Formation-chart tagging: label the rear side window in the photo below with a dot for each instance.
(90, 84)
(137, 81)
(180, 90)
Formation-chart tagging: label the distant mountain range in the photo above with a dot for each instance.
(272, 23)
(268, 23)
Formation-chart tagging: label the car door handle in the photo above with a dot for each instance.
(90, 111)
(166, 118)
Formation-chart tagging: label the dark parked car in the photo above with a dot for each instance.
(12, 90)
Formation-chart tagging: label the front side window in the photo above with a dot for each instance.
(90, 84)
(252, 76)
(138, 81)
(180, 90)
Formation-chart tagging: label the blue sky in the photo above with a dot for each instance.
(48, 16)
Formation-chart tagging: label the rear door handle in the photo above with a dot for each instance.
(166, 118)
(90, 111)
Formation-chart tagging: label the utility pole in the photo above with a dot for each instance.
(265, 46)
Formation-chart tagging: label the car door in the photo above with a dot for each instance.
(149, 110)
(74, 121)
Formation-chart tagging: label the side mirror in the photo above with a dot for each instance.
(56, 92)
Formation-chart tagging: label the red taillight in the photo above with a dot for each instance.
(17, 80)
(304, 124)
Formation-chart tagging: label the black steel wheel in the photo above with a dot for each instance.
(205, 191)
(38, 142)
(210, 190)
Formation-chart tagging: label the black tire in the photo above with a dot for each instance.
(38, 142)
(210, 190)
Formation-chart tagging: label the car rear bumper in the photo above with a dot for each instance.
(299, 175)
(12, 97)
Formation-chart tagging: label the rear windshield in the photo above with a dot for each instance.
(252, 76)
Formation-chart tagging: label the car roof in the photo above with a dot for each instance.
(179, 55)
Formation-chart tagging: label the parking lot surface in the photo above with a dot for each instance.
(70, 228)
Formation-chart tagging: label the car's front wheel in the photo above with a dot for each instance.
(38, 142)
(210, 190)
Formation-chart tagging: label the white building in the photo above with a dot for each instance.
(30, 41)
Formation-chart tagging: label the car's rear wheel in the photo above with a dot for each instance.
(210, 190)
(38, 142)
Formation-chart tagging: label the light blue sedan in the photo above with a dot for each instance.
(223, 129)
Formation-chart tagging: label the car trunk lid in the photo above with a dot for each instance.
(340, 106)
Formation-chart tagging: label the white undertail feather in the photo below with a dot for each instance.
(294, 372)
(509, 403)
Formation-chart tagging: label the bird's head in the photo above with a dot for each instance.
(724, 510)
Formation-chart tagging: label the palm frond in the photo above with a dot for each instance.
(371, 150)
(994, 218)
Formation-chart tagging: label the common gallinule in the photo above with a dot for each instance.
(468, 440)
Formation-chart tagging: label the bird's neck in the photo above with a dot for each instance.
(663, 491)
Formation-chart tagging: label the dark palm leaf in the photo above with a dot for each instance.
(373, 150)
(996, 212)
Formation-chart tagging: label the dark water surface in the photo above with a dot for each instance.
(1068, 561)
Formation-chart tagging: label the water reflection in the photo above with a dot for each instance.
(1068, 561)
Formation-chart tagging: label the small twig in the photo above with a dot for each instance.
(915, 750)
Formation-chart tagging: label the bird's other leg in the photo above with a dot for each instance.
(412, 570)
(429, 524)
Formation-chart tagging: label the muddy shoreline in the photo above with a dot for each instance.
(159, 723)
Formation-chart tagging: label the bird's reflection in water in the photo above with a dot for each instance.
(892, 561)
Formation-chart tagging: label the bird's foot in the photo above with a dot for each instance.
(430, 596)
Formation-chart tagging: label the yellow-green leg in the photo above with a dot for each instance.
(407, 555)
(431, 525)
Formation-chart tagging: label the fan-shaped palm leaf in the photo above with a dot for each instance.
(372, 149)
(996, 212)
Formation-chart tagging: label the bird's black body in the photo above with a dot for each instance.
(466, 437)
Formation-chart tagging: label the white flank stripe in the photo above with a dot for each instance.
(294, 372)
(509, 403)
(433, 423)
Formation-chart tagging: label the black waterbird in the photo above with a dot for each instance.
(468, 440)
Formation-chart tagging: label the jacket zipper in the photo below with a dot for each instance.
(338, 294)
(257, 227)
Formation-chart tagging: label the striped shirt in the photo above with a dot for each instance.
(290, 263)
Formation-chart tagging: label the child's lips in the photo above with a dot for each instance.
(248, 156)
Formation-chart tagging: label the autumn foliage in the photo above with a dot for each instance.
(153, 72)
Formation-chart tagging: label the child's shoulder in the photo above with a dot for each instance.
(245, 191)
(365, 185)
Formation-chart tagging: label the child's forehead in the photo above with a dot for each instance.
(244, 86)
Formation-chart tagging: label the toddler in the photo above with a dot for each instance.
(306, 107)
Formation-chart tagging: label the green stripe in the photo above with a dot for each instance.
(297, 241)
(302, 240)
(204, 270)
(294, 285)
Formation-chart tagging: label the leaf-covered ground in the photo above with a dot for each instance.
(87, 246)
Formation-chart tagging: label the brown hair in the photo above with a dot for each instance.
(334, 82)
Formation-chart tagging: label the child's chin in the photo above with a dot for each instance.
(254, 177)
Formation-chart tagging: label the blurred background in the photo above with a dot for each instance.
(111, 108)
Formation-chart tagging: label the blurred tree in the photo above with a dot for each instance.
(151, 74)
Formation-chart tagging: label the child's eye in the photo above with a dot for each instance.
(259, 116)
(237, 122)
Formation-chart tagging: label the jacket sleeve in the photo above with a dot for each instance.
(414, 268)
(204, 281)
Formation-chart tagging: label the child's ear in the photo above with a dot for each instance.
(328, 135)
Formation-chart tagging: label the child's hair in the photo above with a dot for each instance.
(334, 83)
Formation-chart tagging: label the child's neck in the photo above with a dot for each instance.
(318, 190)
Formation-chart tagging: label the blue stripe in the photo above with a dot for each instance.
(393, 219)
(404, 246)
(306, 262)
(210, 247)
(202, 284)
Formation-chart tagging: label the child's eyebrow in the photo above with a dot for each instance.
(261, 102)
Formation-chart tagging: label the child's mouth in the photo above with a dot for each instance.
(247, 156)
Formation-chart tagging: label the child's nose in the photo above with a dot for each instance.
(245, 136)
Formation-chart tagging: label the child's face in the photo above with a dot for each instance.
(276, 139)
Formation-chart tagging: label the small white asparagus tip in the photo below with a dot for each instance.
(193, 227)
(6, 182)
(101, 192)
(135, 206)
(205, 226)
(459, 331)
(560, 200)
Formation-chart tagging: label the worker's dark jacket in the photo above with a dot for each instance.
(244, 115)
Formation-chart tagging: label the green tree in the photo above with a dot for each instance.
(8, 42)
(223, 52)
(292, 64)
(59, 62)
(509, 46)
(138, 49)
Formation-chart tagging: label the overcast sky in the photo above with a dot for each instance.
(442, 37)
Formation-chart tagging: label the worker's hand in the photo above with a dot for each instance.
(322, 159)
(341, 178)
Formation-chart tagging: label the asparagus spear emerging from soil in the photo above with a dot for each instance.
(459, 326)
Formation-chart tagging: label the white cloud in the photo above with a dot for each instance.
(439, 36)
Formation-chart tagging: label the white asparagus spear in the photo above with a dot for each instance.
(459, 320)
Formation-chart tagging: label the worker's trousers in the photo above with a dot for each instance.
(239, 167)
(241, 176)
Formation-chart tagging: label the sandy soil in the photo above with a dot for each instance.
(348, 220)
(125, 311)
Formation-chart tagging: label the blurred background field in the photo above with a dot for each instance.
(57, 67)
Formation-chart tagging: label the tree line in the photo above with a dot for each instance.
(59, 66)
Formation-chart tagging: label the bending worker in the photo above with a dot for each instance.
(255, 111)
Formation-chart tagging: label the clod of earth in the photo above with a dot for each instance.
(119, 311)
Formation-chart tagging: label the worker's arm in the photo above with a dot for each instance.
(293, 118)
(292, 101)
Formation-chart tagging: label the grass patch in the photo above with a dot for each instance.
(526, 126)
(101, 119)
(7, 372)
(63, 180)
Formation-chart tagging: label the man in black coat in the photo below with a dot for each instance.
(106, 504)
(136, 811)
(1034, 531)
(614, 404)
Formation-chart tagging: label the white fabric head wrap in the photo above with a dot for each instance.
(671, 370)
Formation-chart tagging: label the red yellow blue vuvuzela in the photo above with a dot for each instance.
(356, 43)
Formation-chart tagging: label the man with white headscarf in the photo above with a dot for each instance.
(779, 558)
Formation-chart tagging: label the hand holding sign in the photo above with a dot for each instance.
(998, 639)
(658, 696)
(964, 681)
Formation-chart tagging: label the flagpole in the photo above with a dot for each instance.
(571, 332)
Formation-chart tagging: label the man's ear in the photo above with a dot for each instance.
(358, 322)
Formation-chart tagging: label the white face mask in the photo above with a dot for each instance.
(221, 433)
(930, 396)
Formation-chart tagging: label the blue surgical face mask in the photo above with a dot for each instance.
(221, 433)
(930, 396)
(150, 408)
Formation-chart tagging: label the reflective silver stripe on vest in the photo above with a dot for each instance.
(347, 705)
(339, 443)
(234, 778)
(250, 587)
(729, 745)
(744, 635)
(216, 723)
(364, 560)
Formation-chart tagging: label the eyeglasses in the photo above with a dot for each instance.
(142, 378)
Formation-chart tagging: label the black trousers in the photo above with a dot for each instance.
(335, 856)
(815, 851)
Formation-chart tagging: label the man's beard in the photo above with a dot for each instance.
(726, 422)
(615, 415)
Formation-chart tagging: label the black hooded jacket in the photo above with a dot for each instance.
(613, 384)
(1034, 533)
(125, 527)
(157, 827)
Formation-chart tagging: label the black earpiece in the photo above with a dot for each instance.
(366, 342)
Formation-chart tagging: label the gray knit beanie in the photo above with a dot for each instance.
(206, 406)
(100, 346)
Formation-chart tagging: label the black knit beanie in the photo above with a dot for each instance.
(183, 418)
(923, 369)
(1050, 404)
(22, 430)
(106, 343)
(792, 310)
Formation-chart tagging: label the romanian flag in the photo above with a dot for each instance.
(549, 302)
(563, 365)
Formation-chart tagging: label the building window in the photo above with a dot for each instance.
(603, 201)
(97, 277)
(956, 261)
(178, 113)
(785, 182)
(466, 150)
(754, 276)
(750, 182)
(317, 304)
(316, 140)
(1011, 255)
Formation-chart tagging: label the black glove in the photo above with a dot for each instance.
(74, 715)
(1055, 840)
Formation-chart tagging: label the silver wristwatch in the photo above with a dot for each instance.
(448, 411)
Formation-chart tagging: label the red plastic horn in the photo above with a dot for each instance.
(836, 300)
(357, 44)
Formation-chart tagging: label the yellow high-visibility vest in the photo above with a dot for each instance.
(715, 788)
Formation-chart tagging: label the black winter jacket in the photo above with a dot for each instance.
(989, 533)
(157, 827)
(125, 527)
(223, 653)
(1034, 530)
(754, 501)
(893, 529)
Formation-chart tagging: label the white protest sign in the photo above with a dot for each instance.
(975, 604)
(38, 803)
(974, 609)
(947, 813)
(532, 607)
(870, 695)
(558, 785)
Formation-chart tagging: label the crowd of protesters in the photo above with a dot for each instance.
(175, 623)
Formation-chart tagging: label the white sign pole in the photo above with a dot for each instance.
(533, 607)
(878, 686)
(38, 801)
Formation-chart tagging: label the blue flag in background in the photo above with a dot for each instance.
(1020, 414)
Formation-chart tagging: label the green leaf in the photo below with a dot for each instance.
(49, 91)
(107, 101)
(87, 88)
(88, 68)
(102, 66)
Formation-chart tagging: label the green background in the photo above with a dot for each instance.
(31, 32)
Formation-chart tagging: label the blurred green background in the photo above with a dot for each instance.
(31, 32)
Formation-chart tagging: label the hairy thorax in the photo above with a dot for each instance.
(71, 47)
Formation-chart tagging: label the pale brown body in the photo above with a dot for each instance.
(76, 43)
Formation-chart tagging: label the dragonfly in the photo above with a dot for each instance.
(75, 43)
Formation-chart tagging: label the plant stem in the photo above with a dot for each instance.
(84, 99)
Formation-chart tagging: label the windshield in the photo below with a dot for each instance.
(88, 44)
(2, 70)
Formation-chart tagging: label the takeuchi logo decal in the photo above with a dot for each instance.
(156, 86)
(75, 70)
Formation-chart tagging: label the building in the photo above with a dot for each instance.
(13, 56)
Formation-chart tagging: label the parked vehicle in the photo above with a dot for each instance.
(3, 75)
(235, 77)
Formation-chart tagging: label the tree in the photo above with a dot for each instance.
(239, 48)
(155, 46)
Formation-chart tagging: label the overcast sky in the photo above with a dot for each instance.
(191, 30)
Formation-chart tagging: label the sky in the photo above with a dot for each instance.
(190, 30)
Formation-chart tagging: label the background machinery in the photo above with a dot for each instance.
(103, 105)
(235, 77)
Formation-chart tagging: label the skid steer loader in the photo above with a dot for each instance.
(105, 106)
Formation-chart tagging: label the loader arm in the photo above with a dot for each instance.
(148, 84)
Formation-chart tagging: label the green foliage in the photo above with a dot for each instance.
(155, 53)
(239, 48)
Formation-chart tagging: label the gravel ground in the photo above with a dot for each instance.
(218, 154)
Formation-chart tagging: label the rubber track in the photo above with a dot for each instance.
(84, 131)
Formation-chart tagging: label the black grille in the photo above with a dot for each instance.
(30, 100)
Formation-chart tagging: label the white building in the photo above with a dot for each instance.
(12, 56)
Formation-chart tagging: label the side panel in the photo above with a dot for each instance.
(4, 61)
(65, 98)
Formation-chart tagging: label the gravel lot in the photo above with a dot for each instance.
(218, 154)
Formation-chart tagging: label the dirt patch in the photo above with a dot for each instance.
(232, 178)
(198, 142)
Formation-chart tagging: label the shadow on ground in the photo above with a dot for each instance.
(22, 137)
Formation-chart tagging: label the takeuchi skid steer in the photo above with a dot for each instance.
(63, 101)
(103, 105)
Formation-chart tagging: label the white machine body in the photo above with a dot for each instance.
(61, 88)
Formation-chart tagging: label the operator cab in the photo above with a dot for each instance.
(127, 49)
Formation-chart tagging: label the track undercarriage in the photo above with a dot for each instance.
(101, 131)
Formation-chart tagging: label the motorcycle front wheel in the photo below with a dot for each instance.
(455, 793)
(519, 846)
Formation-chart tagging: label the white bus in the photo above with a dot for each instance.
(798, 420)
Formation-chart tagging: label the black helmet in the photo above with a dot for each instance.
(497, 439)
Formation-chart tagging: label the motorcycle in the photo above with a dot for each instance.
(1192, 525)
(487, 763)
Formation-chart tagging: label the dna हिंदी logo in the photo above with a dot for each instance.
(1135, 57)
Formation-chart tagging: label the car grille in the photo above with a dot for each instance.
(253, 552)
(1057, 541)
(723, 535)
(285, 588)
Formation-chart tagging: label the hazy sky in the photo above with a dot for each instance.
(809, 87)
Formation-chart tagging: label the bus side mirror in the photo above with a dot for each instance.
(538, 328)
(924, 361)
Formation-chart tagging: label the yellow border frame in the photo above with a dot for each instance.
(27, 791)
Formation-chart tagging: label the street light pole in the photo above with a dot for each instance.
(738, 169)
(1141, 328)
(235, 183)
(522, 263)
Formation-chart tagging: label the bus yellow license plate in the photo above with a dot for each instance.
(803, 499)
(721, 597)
━━━━━━━━━━━━━━━━━━━━━━━━━━━━━━
§ Task directions
Find "Formation-chart tagging: label the gravel lot" in the data above, then repeat that line and all lines after it exactly, ending with the final line.

§ Result below
Formation-chart tagging: label the gravel lot in the photo above with a dot for each instance.
(218, 154)
Formation-chart tagging: label the dirt patch in the photo above with a dot for each instance.
(232, 178)
(198, 142)
Formation-chart tagging: label the shadow on ground in the photo above with a dot for each instance.
(22, 137)
Formation-chart tagging: label the takeuchi skid steer in the photo above with a dot for each instance.
(63, 101)
(103, 105)
Formation-chart tagging: label the white machine body in the photo above with a dot for each instance.
(61, 88)
Formation-chart tagging: label the operator cab in the photo above with a dot for each instance.
(127, 49)
Formation-chart tagging: label the track undercarriage in the photo above with a dot for each instance.
(101, 131)
Formation-chart tagging: label the motorcycle front wheel in the photo below with a dot for each instance.
(455, 793)
(519, 846)
Formation-chart tagging: label the white bus in the photo above with a dot for each instance.
(798, 420)
Formation-chart tagging: label the black helmet in the photo above with a dot for each instance.
(497, 439)
Formation-chart tagging: label the motorcycle in the photo above with a dot for each instance.
(1192, 525)
(487, 763)
Formation-chart tagging: label the dna हिंदी logo in the photo above with a dot for each instance.
(1135, 57)
Formation-chart tagging: label the car grille in the photo above with a dot for each instance.
(253, 552)
(1057, 541)
(723, 535)
(285, 588)
Formation-chart tagging: label the hazy sky in the photo above with a dot for each instance.
(809, 87)
Formation-chart tagging: label the bus side mirror in the photo above with a dot for each instance.
(538, 328)
(924, 361)
Formation-chart tagging: label the yellow border frame in the photo above with a dot for each instance.
(27, 791)
Formation-chart tagging: label the street light pole in the photo above with a dot for each instance.
(738, 169)
(1141, 328)
(235, 183)
(522, 263)
Formation-chart tagging: label the bus yellow license plate in the photo above with a dot for each instance.
(803, 499)
(721, 597)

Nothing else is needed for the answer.